#### [WHAT TO PRODUCE]
Output the entries that follow, word for word.

(Natural language region descriptions)
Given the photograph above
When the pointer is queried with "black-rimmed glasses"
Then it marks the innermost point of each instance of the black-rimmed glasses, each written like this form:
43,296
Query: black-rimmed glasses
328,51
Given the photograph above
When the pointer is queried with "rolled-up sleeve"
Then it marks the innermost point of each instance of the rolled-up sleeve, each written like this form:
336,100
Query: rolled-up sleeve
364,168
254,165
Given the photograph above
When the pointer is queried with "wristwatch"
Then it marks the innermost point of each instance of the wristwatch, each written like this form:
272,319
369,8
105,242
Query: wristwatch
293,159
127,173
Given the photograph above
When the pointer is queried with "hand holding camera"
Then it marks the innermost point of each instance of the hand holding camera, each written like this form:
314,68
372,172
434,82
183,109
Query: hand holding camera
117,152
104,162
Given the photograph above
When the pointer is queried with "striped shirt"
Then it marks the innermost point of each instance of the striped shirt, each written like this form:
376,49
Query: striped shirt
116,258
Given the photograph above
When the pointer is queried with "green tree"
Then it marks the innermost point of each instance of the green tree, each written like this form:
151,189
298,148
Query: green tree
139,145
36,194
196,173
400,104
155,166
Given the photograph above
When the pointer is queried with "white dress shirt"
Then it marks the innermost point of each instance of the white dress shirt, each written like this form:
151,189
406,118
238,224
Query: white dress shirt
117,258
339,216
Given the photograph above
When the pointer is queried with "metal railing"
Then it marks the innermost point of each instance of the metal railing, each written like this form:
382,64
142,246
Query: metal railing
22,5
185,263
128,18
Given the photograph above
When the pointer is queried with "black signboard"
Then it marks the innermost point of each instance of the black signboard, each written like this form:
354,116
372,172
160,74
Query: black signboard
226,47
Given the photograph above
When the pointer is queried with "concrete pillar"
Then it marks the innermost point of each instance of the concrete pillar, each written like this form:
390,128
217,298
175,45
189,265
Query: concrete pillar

#### [OUTPUT]
Given the photograph above
When the pointer is queried with "black-rimmed glasses"
Then it marks the innermost point of each instance of the black-rimmed glasses, each written like this form:
43,296
Query: black-rimmed glasses
328,51
Given the photograph above
When the pointer is queried with "rolled-up sleeve"
Then it marks the innermost point of each instance of the rolled-up sleeve, each written like this form:
336,100
Query: rolled-up sleeve
364,168
254,165
Given the photograph above
When the pointer is queried with "wristwatch"
Then it marks the innermost point of each instance of the wristwatch, each written like this form:
272,319
369,8
105,242
Query: wristwatch
293,159
127,173
Given the photograph above
When the pointer is queried with "hand holding camera"
Then it marks the innermost point of each instance of the hand holding camera, each written like this form:
314,68
372,172
434,82
183,109
Query: hand holding camera
117,152
104,162
Given the photograph above
When the pointer is queried with "striped shirt"
Then it marks the innermost point of each instance of the striped shirt, each written like this form:
376,49
Query: striped shirt
116,258
Given the photograph above
When the pointer is queried with "green tree"
Then it marks the innermost point of each instance of the green tree, each written like this form:
151,189
298,148
Query: green tree
139,145
36,194
196,173
400,104
155,166
Given the photograph above
When the pointer is queried with "white dress shirt"
Then it marks the innermost point of each instance of the white dress shirt, each written like this form:
151,189
406,118
238,224
Query: white dress shirt
117,258
339,216
Given the photograph above
When the pointer is queried with "metal railing"
Then it marks the innermost point of each instance of the metal railing, each written like this form:
382,64
142,246
Query: metal railing
22,5
185,263
128,18
Given the photograph above
When the pointer is queried with "black signboard"
Then it marks the innermost point of each instance of the black signboard, each written like this form:
354,116
372,172
160,74
Query: black signboard
226,47
Given the photograph above
When the pointer is queried with "concrete pillar"
Then it marks the innermost point of each instance of the concrete pillar, each written like this form:
390,128
217,298
175,45
189,265
Query: concrete pillar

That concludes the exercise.